### [YOUR OBJECTIVE]
Copy the material below from the line containing "find the gravel" through the end, keeping every request, and scale each coordinate in the answers by 2.3, rounding to whole numbers with halves rounded up. Leave the numbers in the requests and their templates unchanged.

Box-labeled dataset extracts:
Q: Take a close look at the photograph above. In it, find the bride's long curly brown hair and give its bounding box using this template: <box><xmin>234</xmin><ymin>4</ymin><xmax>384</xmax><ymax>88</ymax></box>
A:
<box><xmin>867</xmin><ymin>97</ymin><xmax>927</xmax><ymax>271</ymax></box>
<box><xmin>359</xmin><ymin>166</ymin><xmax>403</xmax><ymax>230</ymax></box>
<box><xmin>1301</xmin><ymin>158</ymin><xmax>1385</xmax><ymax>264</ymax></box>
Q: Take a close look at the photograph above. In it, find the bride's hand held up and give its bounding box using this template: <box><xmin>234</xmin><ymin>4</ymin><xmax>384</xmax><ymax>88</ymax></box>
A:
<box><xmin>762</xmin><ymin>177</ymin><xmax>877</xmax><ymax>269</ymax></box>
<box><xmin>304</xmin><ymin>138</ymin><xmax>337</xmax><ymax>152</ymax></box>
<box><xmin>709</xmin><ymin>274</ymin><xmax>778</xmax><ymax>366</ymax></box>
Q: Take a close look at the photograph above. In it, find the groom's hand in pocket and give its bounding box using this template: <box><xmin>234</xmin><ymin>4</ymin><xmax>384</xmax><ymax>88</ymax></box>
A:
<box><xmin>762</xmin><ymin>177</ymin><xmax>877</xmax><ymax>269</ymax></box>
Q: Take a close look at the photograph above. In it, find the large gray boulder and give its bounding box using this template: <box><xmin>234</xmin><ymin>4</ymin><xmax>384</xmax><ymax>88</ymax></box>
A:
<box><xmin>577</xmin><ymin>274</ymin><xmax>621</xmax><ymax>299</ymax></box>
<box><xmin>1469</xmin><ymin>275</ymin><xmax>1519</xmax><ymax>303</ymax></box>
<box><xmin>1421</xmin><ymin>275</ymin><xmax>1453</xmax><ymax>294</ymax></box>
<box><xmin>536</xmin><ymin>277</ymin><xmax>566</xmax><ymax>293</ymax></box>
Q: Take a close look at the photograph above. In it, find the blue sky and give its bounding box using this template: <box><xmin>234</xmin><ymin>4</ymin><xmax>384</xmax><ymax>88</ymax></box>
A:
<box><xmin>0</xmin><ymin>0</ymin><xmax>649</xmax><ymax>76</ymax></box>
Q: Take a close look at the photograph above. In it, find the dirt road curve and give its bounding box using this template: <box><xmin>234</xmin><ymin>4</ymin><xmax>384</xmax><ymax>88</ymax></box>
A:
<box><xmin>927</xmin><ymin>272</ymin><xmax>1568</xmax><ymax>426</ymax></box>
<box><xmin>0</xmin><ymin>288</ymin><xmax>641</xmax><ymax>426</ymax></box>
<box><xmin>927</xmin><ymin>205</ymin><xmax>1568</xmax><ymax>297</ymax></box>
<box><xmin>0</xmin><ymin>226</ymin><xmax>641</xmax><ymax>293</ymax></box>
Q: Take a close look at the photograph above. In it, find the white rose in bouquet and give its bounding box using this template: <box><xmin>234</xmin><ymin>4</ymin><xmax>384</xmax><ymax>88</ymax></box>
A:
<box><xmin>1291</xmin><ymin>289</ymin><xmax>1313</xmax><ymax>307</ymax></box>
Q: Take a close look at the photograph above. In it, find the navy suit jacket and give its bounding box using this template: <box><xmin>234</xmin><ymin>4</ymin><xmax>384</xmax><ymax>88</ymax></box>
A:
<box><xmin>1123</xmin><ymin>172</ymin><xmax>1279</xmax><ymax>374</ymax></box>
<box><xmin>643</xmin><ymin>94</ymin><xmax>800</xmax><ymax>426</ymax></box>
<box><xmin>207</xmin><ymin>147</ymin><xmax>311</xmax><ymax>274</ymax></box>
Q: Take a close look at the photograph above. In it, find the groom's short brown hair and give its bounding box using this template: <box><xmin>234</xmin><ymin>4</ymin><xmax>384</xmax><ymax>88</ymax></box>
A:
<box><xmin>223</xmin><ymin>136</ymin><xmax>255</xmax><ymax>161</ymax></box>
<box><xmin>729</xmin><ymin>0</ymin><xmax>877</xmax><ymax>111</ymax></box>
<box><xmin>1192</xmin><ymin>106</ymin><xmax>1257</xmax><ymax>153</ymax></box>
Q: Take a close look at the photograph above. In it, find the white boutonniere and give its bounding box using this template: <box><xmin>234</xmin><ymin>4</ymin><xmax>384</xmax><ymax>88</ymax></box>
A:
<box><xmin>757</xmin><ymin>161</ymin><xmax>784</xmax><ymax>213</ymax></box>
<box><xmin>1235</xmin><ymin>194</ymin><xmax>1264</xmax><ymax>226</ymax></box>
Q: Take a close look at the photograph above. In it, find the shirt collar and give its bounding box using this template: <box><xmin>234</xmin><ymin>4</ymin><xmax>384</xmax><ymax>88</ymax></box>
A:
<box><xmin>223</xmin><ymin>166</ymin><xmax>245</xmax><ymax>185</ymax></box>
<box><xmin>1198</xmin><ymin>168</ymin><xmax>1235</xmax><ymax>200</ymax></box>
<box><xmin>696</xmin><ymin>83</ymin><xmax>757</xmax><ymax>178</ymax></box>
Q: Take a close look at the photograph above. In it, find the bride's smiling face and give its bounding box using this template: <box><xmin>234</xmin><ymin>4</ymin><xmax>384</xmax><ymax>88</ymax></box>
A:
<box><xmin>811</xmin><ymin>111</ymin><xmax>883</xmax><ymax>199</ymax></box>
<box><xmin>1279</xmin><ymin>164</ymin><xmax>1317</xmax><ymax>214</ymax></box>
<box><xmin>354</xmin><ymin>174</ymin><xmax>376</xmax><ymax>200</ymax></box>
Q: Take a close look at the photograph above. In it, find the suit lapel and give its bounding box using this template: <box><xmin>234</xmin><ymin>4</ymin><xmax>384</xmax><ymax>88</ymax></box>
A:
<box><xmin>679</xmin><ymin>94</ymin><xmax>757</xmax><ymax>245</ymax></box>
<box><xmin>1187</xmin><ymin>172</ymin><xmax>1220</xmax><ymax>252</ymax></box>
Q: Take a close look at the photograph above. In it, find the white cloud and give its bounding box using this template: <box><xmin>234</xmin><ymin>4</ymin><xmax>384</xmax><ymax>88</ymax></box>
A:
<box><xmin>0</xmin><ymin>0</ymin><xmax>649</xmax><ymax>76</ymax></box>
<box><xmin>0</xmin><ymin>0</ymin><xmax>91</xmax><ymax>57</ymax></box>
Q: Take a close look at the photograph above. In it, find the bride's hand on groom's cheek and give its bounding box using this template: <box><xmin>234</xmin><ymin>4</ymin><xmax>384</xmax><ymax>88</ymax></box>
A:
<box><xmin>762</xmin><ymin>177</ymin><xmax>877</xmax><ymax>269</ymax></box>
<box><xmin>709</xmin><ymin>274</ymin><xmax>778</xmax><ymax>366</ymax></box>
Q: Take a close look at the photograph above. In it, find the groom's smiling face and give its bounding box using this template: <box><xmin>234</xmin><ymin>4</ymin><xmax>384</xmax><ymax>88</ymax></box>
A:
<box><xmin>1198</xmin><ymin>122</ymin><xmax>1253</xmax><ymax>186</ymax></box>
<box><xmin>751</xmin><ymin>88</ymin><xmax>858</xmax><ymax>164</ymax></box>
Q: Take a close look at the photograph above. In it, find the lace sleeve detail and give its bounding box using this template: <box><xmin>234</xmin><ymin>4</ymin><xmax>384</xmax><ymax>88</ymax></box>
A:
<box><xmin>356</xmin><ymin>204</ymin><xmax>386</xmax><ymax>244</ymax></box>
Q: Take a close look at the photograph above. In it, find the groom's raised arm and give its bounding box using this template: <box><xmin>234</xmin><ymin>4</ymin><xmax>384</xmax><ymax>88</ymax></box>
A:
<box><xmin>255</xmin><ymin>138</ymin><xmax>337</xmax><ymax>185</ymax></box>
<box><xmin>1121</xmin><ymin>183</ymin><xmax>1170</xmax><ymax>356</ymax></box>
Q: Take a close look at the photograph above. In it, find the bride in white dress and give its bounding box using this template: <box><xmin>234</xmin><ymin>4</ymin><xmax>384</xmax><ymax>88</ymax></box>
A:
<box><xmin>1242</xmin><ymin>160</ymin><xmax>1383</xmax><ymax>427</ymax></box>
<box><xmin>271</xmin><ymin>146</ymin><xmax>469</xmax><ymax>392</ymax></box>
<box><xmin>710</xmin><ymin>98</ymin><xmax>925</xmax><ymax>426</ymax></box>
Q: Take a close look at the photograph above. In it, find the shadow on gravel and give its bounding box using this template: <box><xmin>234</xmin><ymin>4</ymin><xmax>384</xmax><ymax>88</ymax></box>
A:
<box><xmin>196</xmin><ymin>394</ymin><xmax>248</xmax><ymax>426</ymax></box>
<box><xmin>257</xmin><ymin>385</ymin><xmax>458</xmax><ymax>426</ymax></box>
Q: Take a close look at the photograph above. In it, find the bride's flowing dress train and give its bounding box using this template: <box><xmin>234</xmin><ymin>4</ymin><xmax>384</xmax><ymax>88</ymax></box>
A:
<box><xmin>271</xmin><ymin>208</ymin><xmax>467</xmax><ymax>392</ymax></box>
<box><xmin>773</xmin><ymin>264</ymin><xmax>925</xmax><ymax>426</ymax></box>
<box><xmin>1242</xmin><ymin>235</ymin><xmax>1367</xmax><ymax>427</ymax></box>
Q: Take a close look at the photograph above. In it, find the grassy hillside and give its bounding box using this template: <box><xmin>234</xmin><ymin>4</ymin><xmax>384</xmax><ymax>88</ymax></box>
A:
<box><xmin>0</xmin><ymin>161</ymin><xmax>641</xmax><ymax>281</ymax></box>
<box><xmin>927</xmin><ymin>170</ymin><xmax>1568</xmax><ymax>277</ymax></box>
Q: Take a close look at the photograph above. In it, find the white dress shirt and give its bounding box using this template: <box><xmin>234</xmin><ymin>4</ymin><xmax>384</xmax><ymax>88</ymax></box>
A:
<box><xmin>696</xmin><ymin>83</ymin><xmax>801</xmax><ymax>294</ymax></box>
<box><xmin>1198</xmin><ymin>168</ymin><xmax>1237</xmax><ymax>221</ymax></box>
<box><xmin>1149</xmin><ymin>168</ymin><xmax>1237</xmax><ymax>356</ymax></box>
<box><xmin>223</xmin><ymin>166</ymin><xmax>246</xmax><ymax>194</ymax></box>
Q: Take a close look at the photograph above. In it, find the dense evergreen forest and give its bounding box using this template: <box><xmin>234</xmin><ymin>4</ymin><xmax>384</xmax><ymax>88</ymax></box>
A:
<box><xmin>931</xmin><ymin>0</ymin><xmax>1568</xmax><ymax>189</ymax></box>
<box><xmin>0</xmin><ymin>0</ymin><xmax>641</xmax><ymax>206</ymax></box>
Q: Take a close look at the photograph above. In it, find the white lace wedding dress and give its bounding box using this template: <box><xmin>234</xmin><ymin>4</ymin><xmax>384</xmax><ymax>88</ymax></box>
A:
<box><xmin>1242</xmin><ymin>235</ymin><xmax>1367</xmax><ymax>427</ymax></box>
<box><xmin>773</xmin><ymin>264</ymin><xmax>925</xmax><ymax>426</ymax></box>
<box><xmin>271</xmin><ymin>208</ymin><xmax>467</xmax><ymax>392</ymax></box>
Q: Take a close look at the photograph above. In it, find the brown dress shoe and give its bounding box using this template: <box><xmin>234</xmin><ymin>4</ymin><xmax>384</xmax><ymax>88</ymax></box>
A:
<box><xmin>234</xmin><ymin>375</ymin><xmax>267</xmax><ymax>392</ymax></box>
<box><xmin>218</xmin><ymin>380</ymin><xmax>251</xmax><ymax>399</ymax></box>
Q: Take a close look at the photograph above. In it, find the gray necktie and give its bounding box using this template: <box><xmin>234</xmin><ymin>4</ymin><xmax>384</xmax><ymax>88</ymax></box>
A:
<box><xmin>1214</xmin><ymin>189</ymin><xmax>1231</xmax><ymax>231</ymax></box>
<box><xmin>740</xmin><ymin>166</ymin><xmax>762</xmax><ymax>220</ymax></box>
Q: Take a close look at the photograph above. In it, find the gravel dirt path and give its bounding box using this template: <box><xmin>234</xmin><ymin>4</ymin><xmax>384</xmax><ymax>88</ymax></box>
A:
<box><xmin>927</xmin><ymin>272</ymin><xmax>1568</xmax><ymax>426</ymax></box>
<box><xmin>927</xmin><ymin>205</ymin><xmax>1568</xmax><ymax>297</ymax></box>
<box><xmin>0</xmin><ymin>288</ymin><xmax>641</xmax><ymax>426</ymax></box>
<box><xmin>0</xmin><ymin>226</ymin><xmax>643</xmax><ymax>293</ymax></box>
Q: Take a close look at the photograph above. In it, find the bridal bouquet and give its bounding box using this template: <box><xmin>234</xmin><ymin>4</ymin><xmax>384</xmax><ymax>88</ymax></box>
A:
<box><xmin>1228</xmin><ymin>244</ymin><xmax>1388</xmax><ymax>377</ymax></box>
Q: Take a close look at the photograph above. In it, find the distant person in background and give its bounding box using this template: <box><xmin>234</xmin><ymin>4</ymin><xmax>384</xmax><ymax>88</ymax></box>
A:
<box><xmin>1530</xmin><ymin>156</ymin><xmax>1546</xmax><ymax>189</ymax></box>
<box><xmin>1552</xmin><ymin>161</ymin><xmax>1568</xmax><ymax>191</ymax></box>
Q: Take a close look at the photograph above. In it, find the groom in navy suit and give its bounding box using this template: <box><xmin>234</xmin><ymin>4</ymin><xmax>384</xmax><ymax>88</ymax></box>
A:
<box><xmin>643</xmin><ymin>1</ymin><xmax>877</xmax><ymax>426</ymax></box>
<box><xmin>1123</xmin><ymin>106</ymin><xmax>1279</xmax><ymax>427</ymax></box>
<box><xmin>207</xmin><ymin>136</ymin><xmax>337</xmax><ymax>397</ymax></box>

### [WRITTEN SOLUTION]
Q: Take a close look at the photograph above. In it, find the gravel dirt path and give its bounding box using this template: <box><xmin>234</xmin><ymin>4</ymin><xmax>384</xmax><ymax>88</ymax></box>
A:
<box><xmin>2132</xmin><ymin>626</ymin><xmax>3606</xmax><ymax>980</ymax></box>
<box><xmin>2132</xmin><ymin>472</ymin><xmax>3606</xmax><ymax>683</ymax></box>
<box><xmin>0</xmin><ymin>662</ymin><xmax>1474</xmax><ymax>980</ymax></box>
<box><xmin>0</xmin><ymin>520</ymin><xmax>1479</xmax><ymax>674</ymax></box>
Q: Take a close look at the photograph above. In it, find the bridal bouquet and give its bounding box using this template: <box><xmin>234</xmin><ymin>4</ymin><xmax>384</xmax><ymax>88</ymax></box>
A:
<box><xmin>2824</xmin><ymin>561</ymin><xmax>3192</xmax><ymax>867</ymax></box>
Q: Take a close look at the photograph above. In it, find the distant person in background and give its bounding box using this template: <box><xmin>234</xmin><ymin>4</ymin><xmax>384</xmax><ymax>88</ymax></box>
A:
<box><xmin>3519</xmin><ymin>359</ymin><xmax>3556</xmax><ymax>435</ymax></box>
<box><xmin>3570</xmin><ymin>370</ymin><xmax>3606</xmax><ymax>439</ymax></box>
Q: Take a close look at the photograph above. In it, find the groom in navy suit and give its bounding box using this template: <box><xmin>234</xmin><ymin>4</ymin><xmax>384</xmax><ymax>88</ymax></box>
A:
<box><xmin>1479</xmin><ymin>2</ymin><xmax>2017</xmax><ymax>980</ymax></box>
<box><xmin>2583</xmin><ymin>244</ymin><xmax>2942</xmax><ymax>982</ymax></box>
<box><xmin>476</xmin><ymin>313</ymin><xmax>775</xmax><ymax>913</ymax></box>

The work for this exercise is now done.